__Collected data entries__.
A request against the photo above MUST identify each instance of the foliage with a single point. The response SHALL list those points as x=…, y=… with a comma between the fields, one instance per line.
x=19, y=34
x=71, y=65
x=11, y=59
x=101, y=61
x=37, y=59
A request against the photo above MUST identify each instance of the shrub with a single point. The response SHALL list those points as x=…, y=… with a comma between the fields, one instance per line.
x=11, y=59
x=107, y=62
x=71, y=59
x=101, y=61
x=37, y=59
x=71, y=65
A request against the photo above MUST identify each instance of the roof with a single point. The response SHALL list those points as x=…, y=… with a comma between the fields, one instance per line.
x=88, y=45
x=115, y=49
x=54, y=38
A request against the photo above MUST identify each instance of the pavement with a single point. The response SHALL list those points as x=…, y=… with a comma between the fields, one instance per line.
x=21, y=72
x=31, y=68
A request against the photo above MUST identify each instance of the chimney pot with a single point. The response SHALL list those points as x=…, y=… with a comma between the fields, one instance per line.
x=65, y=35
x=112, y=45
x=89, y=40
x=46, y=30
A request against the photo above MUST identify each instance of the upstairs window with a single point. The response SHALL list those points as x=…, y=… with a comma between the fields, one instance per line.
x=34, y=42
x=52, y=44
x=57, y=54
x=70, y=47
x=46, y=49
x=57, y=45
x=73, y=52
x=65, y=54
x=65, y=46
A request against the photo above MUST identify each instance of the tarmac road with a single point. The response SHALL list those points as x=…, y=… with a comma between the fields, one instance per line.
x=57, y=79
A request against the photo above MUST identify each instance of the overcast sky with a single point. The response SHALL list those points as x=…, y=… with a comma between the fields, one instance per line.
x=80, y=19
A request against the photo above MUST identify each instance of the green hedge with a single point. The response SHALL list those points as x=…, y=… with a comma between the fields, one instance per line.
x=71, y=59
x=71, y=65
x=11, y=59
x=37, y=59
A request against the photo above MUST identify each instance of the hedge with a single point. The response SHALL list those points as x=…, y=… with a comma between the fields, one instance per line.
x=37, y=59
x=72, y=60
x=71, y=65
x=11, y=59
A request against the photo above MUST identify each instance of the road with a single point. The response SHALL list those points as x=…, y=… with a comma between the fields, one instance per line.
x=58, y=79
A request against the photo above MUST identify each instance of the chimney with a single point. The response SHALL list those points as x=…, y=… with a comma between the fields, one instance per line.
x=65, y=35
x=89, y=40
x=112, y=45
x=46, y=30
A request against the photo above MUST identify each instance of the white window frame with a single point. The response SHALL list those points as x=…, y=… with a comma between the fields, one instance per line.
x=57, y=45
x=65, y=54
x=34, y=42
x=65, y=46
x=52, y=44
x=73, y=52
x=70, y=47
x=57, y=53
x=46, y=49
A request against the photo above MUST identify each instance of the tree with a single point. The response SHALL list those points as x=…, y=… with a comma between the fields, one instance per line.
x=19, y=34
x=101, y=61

__Problem to solve__. All the records above must be transcribed without a single change to any word.

__Answer section__.
A request against the photo above MUST identify each instance of the foliage with a single point. The response SHALL list those points as x=…, y=… with a comma between the fields, one instance per line.
x=19, y=34
x=71, y=65
x=11, y=59
x=101, y=61
x=37, y=59
A request against the photo above MUST identify each instance of the shrub with a single point. The response SHALL list those points as x=…, y=… with a comma between the fields, one instance per line.
x=11, y=59
x=107, y=62
x=71, y=59
x=101, y=61
x=37, y=59
x=71, y=65
A request against the photo above MUST identify each instance of the roof with a single point. The response SHALL list those points as x=…, y=… with a comma between the fields, one instance per line.
x=88, y=45
x=115, y=49
x=54, y=38
A request against the photo above MUST identify each instance of the pavement with a single point. The response SHALL list those points as x=…, y=… with a comma between the fields, one instance per line.
x=21, y=72
x=31, y=68
A request against the photo above MUST identify each instance of the chimney pot with a single point. The response SHALL list those points as x=…, y=… with a comma between the fields, one instance per line.
x=65, y=35
x=112, y=45
x=89, y=40
x=46, y=30
A request against the photo above MUST identify each instance of the upstairs window with a single point. The response SHALL list those points as x=…, y=… with a comma between the fields, one instance per line.
x=34, y=42
x=52, y=44
x=57, y=54
x=70, y=47
x=46, y=49
x=57, y=45
x=73, y=52
x=65, y=54
x=65, y=46
A request against the photo above MUST identify each instance of the tarmac road with a single point. The response SHALL list those points as x=…, y=… with a comma between the fields, one instance per line.
x=57, y=79
A request against the photo above MUST identify each instance of the overcast sky with a single point. The response SHALL list those points as x=…, y=… with a comma between the fields, one instance per line.
x=80, y=19
A request against the photo above MUST identify each instance of the green hedge with a single point. The response SHALL list those points as x=…, y=… with a comma between the fields, one instance per line.
x=71, y=59
x=71, y=65
x=11, y=59
x=37, y=59
A request against the photo above MUST identify each instance of the hedge with a single point. The response SHALL list those points as x=…, y=… with a comma between the fields, one instance per line.
x=37, y=59
x=72, y=60
x=71, y=65
x=11, y=59
A request against the photo above MUST identify each instance of the road with a single point. The response SHALL list those points as x=…, y=… with a comma between the fields, one instance per line.
x=58, y=79
A request against the photo above MUST identify each instance of the chimney with a single point. The response SHALL list those points as x=…, y=… with a comma between the fields, one instance per line.
x=65, y=35
x=89, y=40
x=112, y=45
x=46, y=30
A request against the photo above MUST identify each instance of the white window frame with a single point. The response SHALL list those points as x=…, y=… with a comma between the fields, one instance per line.
x=57, y=45
x=65, y=54
x=34, y=42
x=65, y=46
x=52, y=44
x=73, y=52
x=70, y=47
x=57, y=53
x=46, y=49
A request against the photo above MUST identify each instance of the tree with a single point. The response SHALL list those points as x=…, y=… with a comma between the fields, one instance per line.
x=19, y=34
x=101, y=61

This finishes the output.